▶ **Required task**
Please recast the part of the rows that opens with the first line and closes with the line containing "(41, 286), (122, 373)" as a Markdown table with the columns Line No. and Content, leaving out any blank lines.

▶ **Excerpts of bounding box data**
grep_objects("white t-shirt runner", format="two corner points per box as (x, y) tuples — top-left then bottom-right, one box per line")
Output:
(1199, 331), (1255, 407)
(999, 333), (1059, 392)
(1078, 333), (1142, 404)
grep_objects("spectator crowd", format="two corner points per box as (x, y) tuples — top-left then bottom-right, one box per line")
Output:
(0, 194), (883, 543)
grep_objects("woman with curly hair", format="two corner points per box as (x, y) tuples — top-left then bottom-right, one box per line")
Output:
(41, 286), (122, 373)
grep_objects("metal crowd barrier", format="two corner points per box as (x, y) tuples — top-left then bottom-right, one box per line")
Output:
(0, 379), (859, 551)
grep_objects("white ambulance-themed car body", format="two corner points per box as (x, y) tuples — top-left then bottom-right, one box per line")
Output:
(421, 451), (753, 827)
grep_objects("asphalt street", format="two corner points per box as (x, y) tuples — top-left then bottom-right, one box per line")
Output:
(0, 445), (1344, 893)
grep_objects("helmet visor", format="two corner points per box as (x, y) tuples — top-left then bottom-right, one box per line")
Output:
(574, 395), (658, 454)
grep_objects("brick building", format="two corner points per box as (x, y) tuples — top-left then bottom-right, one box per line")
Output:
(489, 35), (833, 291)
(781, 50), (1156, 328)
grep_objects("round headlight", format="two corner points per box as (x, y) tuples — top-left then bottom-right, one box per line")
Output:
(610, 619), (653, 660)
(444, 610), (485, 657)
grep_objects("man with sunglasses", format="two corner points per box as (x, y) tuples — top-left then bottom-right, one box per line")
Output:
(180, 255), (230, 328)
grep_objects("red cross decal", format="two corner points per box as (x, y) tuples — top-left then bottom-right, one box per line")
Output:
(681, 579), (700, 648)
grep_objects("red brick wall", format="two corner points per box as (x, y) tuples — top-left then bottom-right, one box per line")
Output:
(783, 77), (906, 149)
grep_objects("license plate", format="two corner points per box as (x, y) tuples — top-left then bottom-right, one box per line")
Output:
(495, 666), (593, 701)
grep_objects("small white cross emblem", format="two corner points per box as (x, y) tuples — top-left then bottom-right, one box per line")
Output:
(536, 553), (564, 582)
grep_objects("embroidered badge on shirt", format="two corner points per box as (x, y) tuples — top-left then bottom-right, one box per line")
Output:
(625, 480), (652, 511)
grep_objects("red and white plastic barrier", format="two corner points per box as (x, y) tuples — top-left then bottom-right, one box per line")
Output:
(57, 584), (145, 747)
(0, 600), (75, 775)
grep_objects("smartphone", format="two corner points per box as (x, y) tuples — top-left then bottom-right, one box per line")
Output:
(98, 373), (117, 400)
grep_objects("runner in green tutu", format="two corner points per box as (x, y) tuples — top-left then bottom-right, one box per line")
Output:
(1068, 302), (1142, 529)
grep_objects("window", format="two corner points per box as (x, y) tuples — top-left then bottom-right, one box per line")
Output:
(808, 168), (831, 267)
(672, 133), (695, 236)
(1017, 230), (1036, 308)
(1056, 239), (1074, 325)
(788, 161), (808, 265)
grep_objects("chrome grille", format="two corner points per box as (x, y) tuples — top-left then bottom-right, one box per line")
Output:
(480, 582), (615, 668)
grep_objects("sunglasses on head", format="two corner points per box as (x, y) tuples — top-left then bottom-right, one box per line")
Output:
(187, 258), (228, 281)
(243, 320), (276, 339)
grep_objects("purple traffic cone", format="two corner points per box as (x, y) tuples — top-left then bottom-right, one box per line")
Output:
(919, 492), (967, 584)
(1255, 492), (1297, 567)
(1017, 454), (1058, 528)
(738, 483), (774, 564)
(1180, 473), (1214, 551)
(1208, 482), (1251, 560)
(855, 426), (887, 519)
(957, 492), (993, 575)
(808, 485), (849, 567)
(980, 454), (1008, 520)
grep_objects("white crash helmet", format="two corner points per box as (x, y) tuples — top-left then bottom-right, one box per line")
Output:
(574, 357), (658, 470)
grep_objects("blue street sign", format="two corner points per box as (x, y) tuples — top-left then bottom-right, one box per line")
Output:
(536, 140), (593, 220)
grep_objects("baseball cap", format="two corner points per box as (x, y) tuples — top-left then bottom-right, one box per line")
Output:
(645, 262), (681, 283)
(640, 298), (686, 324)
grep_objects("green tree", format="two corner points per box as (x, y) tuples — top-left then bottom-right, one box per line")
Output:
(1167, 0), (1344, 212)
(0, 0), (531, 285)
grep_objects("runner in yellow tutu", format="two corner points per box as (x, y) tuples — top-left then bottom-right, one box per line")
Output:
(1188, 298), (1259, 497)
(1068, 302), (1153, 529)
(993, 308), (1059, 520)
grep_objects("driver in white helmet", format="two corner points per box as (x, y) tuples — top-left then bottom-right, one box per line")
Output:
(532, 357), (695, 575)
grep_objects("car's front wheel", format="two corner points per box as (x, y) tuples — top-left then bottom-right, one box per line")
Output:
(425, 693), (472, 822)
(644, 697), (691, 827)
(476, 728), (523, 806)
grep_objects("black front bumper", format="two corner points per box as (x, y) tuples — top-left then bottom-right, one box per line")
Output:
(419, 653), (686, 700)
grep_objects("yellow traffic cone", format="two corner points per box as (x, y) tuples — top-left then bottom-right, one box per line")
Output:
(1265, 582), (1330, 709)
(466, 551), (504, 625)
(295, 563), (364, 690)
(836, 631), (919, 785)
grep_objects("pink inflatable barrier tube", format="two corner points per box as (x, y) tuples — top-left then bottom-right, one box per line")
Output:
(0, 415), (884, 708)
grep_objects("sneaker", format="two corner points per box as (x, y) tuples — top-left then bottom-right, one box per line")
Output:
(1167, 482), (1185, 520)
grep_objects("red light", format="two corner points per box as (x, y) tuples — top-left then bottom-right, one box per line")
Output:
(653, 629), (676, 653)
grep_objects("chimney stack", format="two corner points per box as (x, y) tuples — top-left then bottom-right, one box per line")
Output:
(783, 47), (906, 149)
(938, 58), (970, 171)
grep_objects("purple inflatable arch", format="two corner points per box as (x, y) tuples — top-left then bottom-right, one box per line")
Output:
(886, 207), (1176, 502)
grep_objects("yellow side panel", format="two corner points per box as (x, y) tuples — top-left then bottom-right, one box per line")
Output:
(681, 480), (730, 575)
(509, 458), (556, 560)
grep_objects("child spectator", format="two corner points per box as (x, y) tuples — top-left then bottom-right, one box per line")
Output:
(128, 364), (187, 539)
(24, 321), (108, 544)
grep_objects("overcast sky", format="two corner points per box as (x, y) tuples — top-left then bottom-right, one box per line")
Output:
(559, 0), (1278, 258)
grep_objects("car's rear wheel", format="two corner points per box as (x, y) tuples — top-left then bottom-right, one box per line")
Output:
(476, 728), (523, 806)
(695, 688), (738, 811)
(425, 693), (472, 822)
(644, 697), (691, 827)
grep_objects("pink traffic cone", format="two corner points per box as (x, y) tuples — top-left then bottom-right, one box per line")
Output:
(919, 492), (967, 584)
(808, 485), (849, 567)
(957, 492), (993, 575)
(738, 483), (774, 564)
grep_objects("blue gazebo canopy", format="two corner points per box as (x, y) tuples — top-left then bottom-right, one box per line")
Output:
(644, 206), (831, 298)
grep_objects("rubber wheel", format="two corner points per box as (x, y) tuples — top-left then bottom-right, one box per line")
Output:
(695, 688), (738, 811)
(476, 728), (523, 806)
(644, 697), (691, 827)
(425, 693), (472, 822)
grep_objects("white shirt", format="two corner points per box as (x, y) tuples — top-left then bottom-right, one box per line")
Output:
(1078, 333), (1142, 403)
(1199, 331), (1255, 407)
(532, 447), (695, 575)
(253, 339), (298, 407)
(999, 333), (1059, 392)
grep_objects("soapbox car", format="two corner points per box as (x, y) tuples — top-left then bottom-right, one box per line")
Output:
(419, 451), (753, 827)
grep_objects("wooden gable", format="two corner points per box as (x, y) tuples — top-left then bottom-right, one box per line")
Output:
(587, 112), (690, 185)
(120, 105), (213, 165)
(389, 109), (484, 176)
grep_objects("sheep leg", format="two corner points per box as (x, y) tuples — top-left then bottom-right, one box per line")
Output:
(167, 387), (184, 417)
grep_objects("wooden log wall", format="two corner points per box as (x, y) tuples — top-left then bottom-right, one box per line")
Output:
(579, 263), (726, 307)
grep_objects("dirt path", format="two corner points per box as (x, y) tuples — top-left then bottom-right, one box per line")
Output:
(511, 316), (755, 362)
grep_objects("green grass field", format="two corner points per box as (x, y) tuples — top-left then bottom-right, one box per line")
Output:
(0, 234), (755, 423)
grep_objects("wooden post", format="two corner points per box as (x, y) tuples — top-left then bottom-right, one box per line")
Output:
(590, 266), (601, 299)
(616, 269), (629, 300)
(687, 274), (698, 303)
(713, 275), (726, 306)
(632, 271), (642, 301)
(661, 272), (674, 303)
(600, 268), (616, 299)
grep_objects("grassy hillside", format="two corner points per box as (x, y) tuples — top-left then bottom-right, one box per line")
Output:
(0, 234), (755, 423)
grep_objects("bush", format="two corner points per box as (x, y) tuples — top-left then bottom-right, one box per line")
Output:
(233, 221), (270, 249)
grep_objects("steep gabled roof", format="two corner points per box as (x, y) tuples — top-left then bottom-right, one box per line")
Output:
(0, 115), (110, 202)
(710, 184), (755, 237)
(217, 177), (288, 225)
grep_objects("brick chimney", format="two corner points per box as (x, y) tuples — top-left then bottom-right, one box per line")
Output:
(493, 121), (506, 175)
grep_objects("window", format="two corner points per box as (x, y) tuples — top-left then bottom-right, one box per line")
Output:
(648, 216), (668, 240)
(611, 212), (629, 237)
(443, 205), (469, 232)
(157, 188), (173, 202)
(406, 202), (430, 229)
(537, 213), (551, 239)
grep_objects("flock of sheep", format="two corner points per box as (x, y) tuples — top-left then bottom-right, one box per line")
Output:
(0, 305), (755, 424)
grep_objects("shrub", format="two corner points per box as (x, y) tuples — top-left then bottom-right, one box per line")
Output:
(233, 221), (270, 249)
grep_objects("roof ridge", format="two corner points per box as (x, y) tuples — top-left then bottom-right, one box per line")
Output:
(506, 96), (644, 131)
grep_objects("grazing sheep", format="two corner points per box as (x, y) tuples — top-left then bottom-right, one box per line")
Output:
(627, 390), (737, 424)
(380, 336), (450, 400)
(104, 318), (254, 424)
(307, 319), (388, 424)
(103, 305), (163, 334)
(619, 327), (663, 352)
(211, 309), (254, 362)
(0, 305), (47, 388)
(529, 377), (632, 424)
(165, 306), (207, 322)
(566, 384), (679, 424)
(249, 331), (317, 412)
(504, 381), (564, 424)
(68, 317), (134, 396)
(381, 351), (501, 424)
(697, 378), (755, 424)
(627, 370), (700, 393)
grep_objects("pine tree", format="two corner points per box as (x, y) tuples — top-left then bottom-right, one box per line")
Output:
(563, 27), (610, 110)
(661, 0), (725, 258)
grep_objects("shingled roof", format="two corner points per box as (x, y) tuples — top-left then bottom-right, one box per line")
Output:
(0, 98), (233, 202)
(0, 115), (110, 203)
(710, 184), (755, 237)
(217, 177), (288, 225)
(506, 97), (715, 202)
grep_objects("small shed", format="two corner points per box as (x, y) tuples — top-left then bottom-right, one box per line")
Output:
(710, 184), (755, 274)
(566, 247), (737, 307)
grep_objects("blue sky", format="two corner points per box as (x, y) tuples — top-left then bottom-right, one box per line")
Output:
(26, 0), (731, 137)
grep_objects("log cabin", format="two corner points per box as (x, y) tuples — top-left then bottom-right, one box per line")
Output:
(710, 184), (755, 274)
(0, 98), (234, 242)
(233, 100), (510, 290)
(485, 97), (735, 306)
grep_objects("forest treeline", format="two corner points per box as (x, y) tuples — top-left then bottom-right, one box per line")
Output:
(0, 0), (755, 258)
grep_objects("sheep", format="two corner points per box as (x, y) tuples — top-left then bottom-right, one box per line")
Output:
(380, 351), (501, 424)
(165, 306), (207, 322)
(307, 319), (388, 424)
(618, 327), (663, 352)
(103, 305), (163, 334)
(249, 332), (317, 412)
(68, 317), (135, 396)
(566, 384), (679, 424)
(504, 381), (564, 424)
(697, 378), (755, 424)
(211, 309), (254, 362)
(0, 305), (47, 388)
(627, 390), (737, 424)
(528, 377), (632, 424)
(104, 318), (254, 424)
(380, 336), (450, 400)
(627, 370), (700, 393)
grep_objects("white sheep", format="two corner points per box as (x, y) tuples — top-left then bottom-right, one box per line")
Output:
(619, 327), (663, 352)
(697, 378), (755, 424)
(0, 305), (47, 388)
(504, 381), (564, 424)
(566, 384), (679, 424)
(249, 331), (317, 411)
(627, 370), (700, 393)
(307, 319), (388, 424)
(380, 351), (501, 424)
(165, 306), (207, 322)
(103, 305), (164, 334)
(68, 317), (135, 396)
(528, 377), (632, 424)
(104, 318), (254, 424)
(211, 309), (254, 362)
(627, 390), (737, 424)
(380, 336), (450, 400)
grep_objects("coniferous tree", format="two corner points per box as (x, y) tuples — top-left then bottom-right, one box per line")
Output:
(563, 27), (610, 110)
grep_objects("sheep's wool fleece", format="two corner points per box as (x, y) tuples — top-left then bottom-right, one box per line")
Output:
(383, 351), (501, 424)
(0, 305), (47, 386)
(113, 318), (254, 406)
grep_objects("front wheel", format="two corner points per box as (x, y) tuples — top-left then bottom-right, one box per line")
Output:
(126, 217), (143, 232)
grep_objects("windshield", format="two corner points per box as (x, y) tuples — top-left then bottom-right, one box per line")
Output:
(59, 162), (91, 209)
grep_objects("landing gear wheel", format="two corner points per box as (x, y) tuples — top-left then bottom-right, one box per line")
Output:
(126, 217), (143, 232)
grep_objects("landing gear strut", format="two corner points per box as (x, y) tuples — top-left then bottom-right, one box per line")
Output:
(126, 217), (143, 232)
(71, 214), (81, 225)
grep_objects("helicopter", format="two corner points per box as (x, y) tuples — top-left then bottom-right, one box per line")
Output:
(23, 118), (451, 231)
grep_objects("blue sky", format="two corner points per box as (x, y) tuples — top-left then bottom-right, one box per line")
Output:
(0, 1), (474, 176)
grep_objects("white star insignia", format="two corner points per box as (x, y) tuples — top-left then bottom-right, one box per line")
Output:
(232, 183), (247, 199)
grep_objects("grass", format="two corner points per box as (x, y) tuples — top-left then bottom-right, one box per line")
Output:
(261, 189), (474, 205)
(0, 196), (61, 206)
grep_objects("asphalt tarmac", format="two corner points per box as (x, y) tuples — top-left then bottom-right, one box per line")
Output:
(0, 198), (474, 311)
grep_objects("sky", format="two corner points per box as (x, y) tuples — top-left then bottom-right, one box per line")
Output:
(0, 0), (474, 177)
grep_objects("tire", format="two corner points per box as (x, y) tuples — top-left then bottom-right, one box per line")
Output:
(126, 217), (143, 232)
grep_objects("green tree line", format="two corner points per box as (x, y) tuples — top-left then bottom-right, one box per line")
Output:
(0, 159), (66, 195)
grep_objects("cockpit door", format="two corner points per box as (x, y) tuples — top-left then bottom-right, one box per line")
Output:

▶ **Task answer**
| Line No. | Content |
|---|---|
| 1 | grep_objects("white t-shirt runner", format="two corner points per box as (x, y) tuples — top-left then bottom-right, one box per line") |
| 2 | Output: |
| 3 | (1199, 331), (1255, 407) |
| 4 | (999, 333), (1059, 392) |
| 5 | (1078, 333), (1142, 404) |
| 6 | grep_objects("spectator crowd", format="two corner points per box as (x, y) tuples — top-left then bottom-right, one box per line") |
| 7 | Output: |
| 8 | (0, 194), (883, 543) |
| 9 | grep_objects("woman with curly hair", format="two corner points per box as (x, y) tuples — top-left then bottom-right, one box per line") |
| 10 | Output: |
| 11 | (41, 286), (122, 373) |